AUFGABE: Führen Sie den nachfolgenden Lesetext über Gewinndruck, Schuldenkrisen und den schwindenden gesellschaftlichen Zusammenhalt im Anschluss an seinen letzten Satz weiter.

LESETEXT:
Kein Problem kann mit denselben Denkweisen gelöst werden, durch die es entstanden ist.

  

   Natürlich sind es auch noch andere Zwänge, die uns diese Probleme bereiten. Der Drang zur größtmöglichen Gewinnoptimierung als Schmiermittel der allmächtigen „Märkte“ und die daraus resultierenden Zwänge zu Rationalisierungen und Verlagerungen in niedriger entlohnte Arbeitsverhältnisse treiben sowohl Staatsfinanzen wie Sozialkassen von Krise zu Krise. Die Bedienung wuchernder Schuldenberge hat längst ihre Eigendynamik verselbständigt. Das voraussichtliche Ende dieses Horrorszenarios macht Angst. Waren es nicht Philosophen und Psychologen, die Gier und Angst als die Antriebskräfte identifizierten, auf die alle anderen zurückzuführen sind? Der Prozess ist bereits weiter fortgeschritten, als dies in der öffentlichen Wahrnehmung zum Ausdruck kommt. Bereits ein ganz erheblicher Teil der Bevölkerung spürt das aufkommende Unbehagen und nährt Zukunftsängste, wie dies eine Nachricht vom 08.11.2011 verdeutlicht:

 

   84 Prozent der Bürger sehen einer Umfrage der Arbeiterwohlfahrt zufolge den Zusam-menhalt in der Gesellschaft schwinden. Nur 13 Prozent glauben, dass die Gemeinschaft in den kommenden fünf Jahren solidarischer werden wird. Das Vertrauen der Bürger „in die soziale Gestaltungskraft von Politik und Gesellschaft ist scheinbar verloren gegangen“, sagte der Verbandsvorsitzende Wolfgang Stadler am Montag in Berlin. Angesichts der unsozialen Politik der vergangenen Jahre befürchteten sie „eine ungerechte Lastenverteilung“, so Stadler.

Gespeicherte Daten:
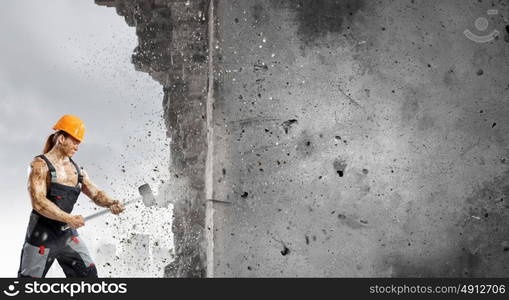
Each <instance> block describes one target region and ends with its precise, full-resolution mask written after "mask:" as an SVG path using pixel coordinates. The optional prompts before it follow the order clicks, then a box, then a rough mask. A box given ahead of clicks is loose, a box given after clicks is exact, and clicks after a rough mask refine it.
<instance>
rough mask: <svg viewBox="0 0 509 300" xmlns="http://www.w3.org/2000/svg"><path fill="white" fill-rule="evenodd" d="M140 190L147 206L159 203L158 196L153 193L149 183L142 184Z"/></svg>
mask: <svg viewBox="0 0 509 300" xmlns="http://www.w3.org/2000/svg"><path fill="white" fill-rule="evenodd" d="M138 190H139V191H140V195H141V199H142V201H143V204H144V205H145V206H146V207H150V206H154V205H157V202H156V198H155V197H154V194H153V193H152V189H151V188H150V185H149V184H148V183H145V184H144V185H141V186H140V187H139V188H138Z"/></svg>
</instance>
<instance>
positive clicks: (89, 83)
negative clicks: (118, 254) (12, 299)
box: [0, 0, 171, 277]
mask: <svg viewBox="0 0 509 300" xmlns="http://www.w3.org/2000/svg"><path fill="white" fill-rule="evenodd" d="M136 44H137V39H136V35H135V29H134V28H130V27H128V26H127V24H126V23H125V22H124V19H123V18H122V17H120V16H118V15H117V14H116V12H115V9H113V8H107V7H102V6H97V5H95V4H94V1H93V0H52V1H39V0H11V1H5V2H4V3H3V4H2V10H0V45H1V47H0V141H1V146H0V149H1V150H0V170H1V173H0V179H1V180H0V188H1V190H2V197H1V199H2V200H1V201H0V211H1V214H2V217H1V219H0V220H1V222H2V224H1V225H2V226H1V227H0V234H1V236H2V241H3V246H2V247H1V248H0V249H1V250H0V251H1V255H0V264H1V266H2V267H1V268H0V277H14V276H16V272H17V269H18V266H19V256H20V251H21V247H22V244H23V238H24V234H25V230H26V226H27V222H28V216H29V213H30V210H31V204H30V200H29V198H28V194H27V191H26V181H27V167H28V166H29V163H30V161H31V160H32V159H33V157H34V156H36V155H39V154H41V151H42V147H43V144H44V141H45V139H46V137H47V136H48V135H49V134H51V133H52V130H51V127H52V125H53V124H54V123H55V122H56V121H57V120H58V118H59V117H60V116H61V115H63V114H75V115H78V116H80V117H81V118H82V119H83V120H84V121H85V124H86V127H87V132H86V137H85V141H84V143H83V144H82V145H81V146H80V150H79V152H78V153H77V154H76V155H75V161H76V162H78V164H80V165H82V166H83V167H84V168H85V169H86V170H87V171H88V173H89V175H90V176H91V178H92V180H93V181H95V183H96V184H97V185H99V186H100V187H101V188H102V189H104V190H105V191H106V192H108V193H109V194H111V195H112V196H114V197H116V198H118V199H121V200H129V199H130V198H133V197H136V196H137V194H138V191H137V187H138V186H139V185H141V184H143V183H145V182H148V183H149V184H151V186H152V189H153V190H154V191H155V192H157V189H158V187H159V186H160V185H161V182H162V181H164V180H165V179H166V178H167V177H168V157H169V150H168V143H169V140H168V139H167V138H166V136H165V128H164V122H163V120H162V118H161V114H162V105H161V103H162V97H163V94H162V88H161V86H160V85H159V84H158V83H156V82H155V81H154V80H152V79H151V78H150V77H149V76H148V75H147V74H145V73H140V72H136V71H135V70H134V67H133V65H132V64H131V63H130V58H131V54H132V50H133V49H134V47H135V46H136ZM156 167H157V168H156ZM123 170H125V172H124V171H123ZM78 202H79V204H80V205H79V206H78V207H75V210H74V212H73V213H77V214H78V213H79V214H83V215H87V214H89V213H90V212H92V207H93V205H92V204H91V202H90V201H89V200H88V198H86V196H84V195H82V196H80V199H79V201H78ZM128 210H129V209H128ZM143 213H144V214H142V213H141V212H139V211H135V208H134V209H130V210H129V212H126V214H125V215H124V216H123V217H122V218H115V217H113V216H108V217H106V218H103V219H101V220H96V221H90V222H89V223H87V225H86V226H85V227H84V228H83V229H82V230H81V231H80V234H81V235H82V237H83V239H85V241H86V243H87V245H88V246H89V249H90V252H91V253H92V256H94V255H96V254H95V253H96V252H98V251H99V252H100V248H101V247H102V245H104V244H105V243H106V244H108V243H109V244H114V245H117V244H118V242H119V239H121V236H122V234H132V233H133V232H134V231H133V230H131V228H132V227H135V228H138V231H139V232H134V233H145V234H152V233H153V232H155V231H157V232H161V230H158V229H160V228H161V226H169V224H167V222H166V221H167V219H168V216H170V215H171V211H170V209H159V210H153V211H150V213H151V214H152V215H151V217H150V218H154V219H158V220H159V219H161V222H159V223H157V222H155V223H157V224H151V225H147V224H142V223H143V222H144V221H146V216H147V214H146V213H147V212H146V211H145V212H143ZM144 218H145V219H144ZM136 222H137V223H138V224H137V225H138V226H134V225H135V223H136ZM106 223H108V224H106ZM112 224H116V226H112ZM118 224H123V225H122V226H120V227H119V226H118ZM140 225H145V226H140ZM126 228H127V229H126ZM139 228H143V229H139ZM129 230H131V231H133V232H127V231H129ZM140 230H141V231H140ZM120 231H122V233H120ZM157 238H158V239H160V240H161V242H162V243H163V244H164V243H169V239H170V237H169V236H164V235H162V236H159V237H157ZM117 246H118V245H117ZM118 251H119V249H117V252H118ZM102 259H103V260H107V258H102ZM55 265H57V264H56V263H55V264H54V266H53V269H52V270H51V272H50V275H53V276H63V274H62V273H61V270H59V268H58V267H55ZM119 270H120V269H119ZM99 272H100V275H102V276H113V277H116V276H121V275H129V274H125V273H124V274H121V273H122V271H118V272H117V274H115V272H113V274H112V273H109V272H111V270H109V271H108V270H106V269H103V268H102V267H101V266H99ZM101 272H102V274H101ZM105 272H108V273H109V274H104V273H105Z"/></svg>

ANTWORT:
 

   Die Politik sei gewarnt. Man kann auf Dauer nicht ein ganzes Volk für dumm verkaufen. Der rasant zunehmende Vertrauensverlust wird nicht ohne Folgen bleiben.

   Obstat principes! möchte man den Politikern in aller Welt zurufen, wohl wissend, dass der angezeigte selbstmörderische Prozess bereits unumkehrbar fortschreitet.